Following Ms. Raji’s and Mr. Erizia’s treatment at the ‘Why is My Curriculum White?’ event, the Justice4Sanaz campaign sent a formal letter of complaint to the LUU on the 4th November. The letter highlighted and challenged the securitisation of the event, and the silencing of Ms. Raji’s intervention, arguing that:
‘If she [Ms. Raji] and other Black and people of colour cannot have frank discussions and more importantly, support for their activism, then we are afraid that the Why is my Curriculum White event will become little more than a cosmetic performance of caring about racism, xenophobia, Islamophobia, and misogynoir while allowing for these very problems to continue without a sustainable response and support for those people and campaigns trying their best to oppose such measures.’
On the 11th November, the LUU issued a response to the Justice4Sanaz campaign’s complaint. In the letter, the LUU emphasise that the event was securitised due to ‘the numbers of attendees’, and that the LUU’s Executive Officers ‘are not mandated to support individual campaigns if they do not wish to do so’.
We remain silent and apathetic to Ms. Raji’s case because it is convenient to turn a blind eye to campaigns that require more sustained and critical solidarity from us. The fact of the matter is that people involved in the ‘Why is My Curriculum White?’ event at Leeds University felt more comfortable focusing on performing a type of ‘solidarity’, while permitting a vulnerable Woman of Colour activist (who has been at the receiving end of the very institutional violence the ‘Why is My Curriculum White?’ campaign claims to address) to be berated, silenced and demonised.
For years now, Ms. Raji has been deeply vilified by Leeds University as a vindictive, angry and unstable brown woman. And while one would hope that this would remain the warped cry of a neoliberal university attempting to cover its tracks and invalidate a grassroots campaign’s calls for justice, we are seeing this trope increasingly adopted and invoked by others in an attempt to justify their silence and non-action in light of Ms. Raji’s pleas for support. Ms. Raji should not have to perform a type of victimhood that requires her to be a ‘likeable’ and palatable victim in order to be supported by SUs and the NUS.
But one thing that the Justice4Sanaz campaign has highlighted over the years, is that Ms. Raji is not the only non-EU international student suffering as a result of institutional violence: the abuse of non-EU international students is a systematic issue. The Justice4Sanaz campaign has fought to bring other cases of abuse against international students to the forefront of student campaigns, particularly urgent since such cases are often described as individual incidents. One such case, which both the Justice4Sanaz campaign and BuzzFeed have highlighted, is the plight of a disabled woman of colour postgraduate non-EU international student at LSE. LSE accommodation has failed to provide sufficient housing for her disability – in her own words:
‘What they [LSE management] are trying to do, what they have been trying to do for the past 6 months is just to stretch [this matter] out for as long as possible so I don’t have funds to either stay in the country, to support myself, or to pay for repeat teaching.

> [Information provided]:
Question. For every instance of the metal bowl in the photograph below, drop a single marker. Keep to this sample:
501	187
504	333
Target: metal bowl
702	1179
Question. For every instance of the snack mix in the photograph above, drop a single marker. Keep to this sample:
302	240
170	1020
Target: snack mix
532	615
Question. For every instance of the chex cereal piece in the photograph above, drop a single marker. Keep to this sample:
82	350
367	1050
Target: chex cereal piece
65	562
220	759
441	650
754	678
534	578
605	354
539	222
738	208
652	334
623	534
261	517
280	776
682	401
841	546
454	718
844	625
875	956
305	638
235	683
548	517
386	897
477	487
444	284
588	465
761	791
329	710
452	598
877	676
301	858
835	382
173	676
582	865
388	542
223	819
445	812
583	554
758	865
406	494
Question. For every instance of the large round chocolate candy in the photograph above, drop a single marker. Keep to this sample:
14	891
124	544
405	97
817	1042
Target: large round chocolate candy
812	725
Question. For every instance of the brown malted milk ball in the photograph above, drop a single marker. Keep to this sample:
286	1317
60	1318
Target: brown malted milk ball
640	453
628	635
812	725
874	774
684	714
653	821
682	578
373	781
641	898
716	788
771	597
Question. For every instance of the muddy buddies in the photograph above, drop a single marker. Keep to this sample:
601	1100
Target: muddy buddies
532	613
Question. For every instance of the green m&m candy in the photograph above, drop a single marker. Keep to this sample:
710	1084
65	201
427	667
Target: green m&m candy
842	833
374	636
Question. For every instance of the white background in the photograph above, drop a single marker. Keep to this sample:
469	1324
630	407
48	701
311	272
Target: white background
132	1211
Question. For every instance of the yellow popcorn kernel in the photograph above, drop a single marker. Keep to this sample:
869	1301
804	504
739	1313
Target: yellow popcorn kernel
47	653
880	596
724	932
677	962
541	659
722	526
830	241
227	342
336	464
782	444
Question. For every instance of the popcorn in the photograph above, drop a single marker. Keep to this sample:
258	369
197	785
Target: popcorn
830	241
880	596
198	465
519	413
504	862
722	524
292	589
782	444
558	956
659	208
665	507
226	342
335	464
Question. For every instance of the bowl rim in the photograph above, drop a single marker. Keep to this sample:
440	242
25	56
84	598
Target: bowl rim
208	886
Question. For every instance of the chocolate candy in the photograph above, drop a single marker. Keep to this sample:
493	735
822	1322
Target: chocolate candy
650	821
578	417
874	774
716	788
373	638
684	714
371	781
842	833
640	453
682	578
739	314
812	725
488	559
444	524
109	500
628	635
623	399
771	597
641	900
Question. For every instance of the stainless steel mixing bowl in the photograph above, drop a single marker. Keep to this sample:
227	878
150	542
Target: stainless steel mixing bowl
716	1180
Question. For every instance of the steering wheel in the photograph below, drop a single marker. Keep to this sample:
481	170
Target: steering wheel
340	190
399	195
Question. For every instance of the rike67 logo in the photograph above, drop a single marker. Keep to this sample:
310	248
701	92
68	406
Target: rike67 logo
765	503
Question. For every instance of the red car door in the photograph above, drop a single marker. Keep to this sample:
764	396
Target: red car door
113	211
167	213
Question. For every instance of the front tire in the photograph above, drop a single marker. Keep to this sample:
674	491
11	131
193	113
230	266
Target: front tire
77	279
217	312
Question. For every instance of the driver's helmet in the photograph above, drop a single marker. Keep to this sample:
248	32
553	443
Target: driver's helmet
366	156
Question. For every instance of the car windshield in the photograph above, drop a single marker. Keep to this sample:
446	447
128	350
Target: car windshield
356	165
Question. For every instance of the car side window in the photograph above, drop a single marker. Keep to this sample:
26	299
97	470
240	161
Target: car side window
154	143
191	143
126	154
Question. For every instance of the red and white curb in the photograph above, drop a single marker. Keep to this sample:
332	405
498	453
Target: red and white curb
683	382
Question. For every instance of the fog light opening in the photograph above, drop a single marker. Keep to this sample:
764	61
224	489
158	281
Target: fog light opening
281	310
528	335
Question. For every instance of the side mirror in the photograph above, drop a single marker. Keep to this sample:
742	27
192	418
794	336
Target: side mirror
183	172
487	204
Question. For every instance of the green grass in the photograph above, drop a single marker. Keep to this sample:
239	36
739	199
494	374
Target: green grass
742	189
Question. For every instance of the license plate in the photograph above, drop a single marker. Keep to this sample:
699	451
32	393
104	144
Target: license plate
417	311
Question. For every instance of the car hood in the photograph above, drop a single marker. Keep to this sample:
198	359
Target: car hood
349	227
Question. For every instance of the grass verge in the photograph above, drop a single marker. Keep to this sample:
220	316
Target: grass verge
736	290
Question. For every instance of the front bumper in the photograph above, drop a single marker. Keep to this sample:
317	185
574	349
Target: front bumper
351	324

> [Required work]:
1. Answer these questions from the text about the Justice4Sanaz campaign, one answer per line and marked to match.
(a) On what date did the Justice4Sanaz campaign send its letter of complaint to the LUU?
(b) What reason does the LUU's response give for securitising the event?
(c) At which institution does the text say accommodation failed to provide sufficient housing for a disabled postgraduate student?
2. Return, word for word, the part of the Justice4Sanaz text between "We remain silent" and "silenced and demonised.", inclusive.

> [Problem solutions]:
1.
(a) The 4th of November.
(b) The numbers of attendees.
(c) LSE.

2.
We remain silent and apathetic to Ms. Raji’s case because it is convenient to turn a blind eye to campaigns that require more sustained and critical solidarity from us. The fact of the matter is that people involved in the ‘Why is My Curriculum White?’ event at Leeds University felt more comfortable focusing on performing a type of ‘solidarity’, while permitting a vulnerable Woman of Colour activist (who has been at the receiving end of the very institutional violence the ‘Why is My Curriculum White?’ campaign claims to address) to be berated, silenced and demonised.